[Instructions for the task]: Return all of the records exactly.

Recorded data:
▼▼▼

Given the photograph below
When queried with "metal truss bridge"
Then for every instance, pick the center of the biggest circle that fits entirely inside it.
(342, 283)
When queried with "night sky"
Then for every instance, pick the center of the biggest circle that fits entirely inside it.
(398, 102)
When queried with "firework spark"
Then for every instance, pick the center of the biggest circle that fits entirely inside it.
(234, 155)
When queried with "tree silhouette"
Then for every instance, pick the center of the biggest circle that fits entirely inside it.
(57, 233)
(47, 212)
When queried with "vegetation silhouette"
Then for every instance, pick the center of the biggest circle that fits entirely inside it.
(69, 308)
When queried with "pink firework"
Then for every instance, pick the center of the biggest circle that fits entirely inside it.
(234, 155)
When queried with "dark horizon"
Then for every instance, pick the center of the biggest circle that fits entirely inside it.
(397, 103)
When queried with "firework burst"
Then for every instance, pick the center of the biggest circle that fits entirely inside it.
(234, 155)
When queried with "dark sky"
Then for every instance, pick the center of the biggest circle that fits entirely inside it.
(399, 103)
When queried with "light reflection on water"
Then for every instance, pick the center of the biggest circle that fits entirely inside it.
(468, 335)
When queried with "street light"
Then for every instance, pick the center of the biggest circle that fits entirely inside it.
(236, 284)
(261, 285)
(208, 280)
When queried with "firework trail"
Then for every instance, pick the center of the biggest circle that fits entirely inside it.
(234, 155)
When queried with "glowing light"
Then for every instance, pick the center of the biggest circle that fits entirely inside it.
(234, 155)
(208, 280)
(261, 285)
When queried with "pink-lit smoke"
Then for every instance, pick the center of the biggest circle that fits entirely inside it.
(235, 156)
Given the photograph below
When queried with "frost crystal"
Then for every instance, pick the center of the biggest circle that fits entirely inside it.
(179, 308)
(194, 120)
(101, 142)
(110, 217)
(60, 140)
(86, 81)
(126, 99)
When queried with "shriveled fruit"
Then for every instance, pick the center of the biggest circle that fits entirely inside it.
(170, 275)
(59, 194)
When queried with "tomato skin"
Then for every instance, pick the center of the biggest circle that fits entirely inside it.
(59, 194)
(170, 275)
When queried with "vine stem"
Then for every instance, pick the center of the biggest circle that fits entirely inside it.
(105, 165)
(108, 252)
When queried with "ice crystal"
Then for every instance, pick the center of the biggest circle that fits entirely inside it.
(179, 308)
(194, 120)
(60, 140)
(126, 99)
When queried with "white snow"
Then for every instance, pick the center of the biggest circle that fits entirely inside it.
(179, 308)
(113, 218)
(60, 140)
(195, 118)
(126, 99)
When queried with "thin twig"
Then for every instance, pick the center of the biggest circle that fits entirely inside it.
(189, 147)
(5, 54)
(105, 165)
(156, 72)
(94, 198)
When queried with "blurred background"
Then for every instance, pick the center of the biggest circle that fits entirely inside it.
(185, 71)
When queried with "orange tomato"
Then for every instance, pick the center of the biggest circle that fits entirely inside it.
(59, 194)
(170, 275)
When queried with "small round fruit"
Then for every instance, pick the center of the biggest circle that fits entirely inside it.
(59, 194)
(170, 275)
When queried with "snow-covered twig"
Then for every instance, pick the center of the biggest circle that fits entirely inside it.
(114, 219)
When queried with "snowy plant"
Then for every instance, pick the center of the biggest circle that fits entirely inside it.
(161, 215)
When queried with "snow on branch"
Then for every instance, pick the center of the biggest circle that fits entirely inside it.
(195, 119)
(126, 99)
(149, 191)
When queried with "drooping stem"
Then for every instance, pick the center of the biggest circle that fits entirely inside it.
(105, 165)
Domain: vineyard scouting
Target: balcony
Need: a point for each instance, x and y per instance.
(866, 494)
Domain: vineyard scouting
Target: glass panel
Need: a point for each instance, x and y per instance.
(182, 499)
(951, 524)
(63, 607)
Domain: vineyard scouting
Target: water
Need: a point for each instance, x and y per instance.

▲▲▲

[Written solution]:
Given the photograph below
When queried with "metal truss bridge"
Then for every instance, pick the center of the biggest circle that fits entirely inside it.
(342, 283)
When queried with "night sky"
Then for every instance, pick the center of the biggest circle that fits entirely inside it.
(398, 102)
When queried with "firework spark"
Then for every instance, pick the center of the biggest circle that fits entirely inside it.
(234, 155)
When queried with "tree silhouette"
Then for every instance, pick the center of the biggest circle that fits entirely inside it.
(57, 233)
(47, 212)
When queried with "vegetation silhouette"
Then for every instance, pick the center of the biggest circle that fits entirely inside it.
(69, 308)
When queried with "pink firework"
Then for every instance, pick the center of the biggest circle that fits entirely inside it.
(234, 155)
When queried with "dark horizon"
Then for every instance, pick the center of the biggest circle that fits entirely inside it.
(397, 103)
When queried with "firework burst"
Then for every instance, pick the center of the biggest circle that fits entirely inside it.
(234, 155)
When queried with "dark sky"
Then for every instance, pick the center of the biggest circle that fits entirely inside it.
(399, 103)
When queried with "light reflection on water"
Then for every instance, pick the center of the biggest circle that fits entirely inside it.
(468, 335)
When queried with "street light"
Then for every instance, pick the center of the biggest circle that fits entirely inside it.
(236, 284)
(261, 285)
(208, 280)
When queried with "firework trail"
Then for every instance, pick the center of the biggest circle that fits entirely inside it.
(234, 155)
When queried with "glowing light"
Then for every instance, pick the center of the biggest circle that fits entirely inside it.
(234, 155)
(208, 280)
(261, 285)
When queried with "pink-lit smoke"
Then for every instance, pick the center of the biggest circle that fits entirely inside it.
(235, 156)
Given the photograph below
When queried with "frost crystal"
Then for every instance, pick the center of the biggest circle that fits entirely inside it.
(179, 308)
(194, 120)
(101, 142)
(110, 217)
(60, 140)
(86, 81)
(126, 99)
When queried with "shriveled fruit"
Then for every instance, pick the center of the biggest circle that fits entirely inside it.
(170, 275)
(59, 194)
When queried with "tomato skin"
Then for every instance, pick the center of the biggest circle that fits entirely inside it.
(59, 194)
(170, 275)
When queried with "vine stem"
Then for every instance, pick the center of the biggest circle that fits entirely inside it.
(105, 165)
(108, 252)
When queried with "ice crystal"
Then for every instance, pick the center of the biggest circle that fits entirely inside it.
(179, 308)
(194, 120)
(60, 140)
(126, 99)
When queried with "white snow"
Then for every instance, pick the center of the biggest circle that fits entirely inside it.
(179, 308)
(113, 218)
(60, 140)
(195, 118)
(126, 99)
When queried with "thin twig"
Then for every instance, pick the center of the biggest circle that fits entirely inside it.
(189, 147)
(5, 54)
(105, 165)
(156, 72)
(94, 198)
When queried with "blurred background"
Then for every instance, pick the center of the biggest circle that fits entirely inside it.
(185, 71)
When queried with "orange tomato"
Then for every instance, pick the center of the biggest circle that fits entirely inside it.
(59, 194)
(170, 275)
When queried with "small round fruit"
Then for every instance, pick the center of the biggest circle that fits entirely inside it.
(59, 194)
(170, 275)
When queried with "snow-covered twig"
Then for every instance, pick the center of the biggest circle that fits entirely inside it.
(114, 219)
When queried with "snowy plant"
Then for every instance, pick the center of the biggest circle that fits entirely inside it.
(161, 215)
When queried with "snow on branch"
Then for every instance, pick the center of the biggest circle that fits entirely inside it.
(195, 119)
(126, 99)
(149, 191)
When queried with "drooping stem"
Then for every instance, pick the center of the biggest circle that fits entirely inside it.
(105, 165)
Domain: vineyard scouting
Target: balcony
Need: a point for each instance, x and y per instance.
(866, 494)
Domain: vineyard scouting
Target: glass panel
Need: a point for each instance, x and y per instance.
(182, 499)
(951, 524)
(63, 607)
Domain: vineyard scouting
Target: water
Need: a point for each instance, x and y per instance.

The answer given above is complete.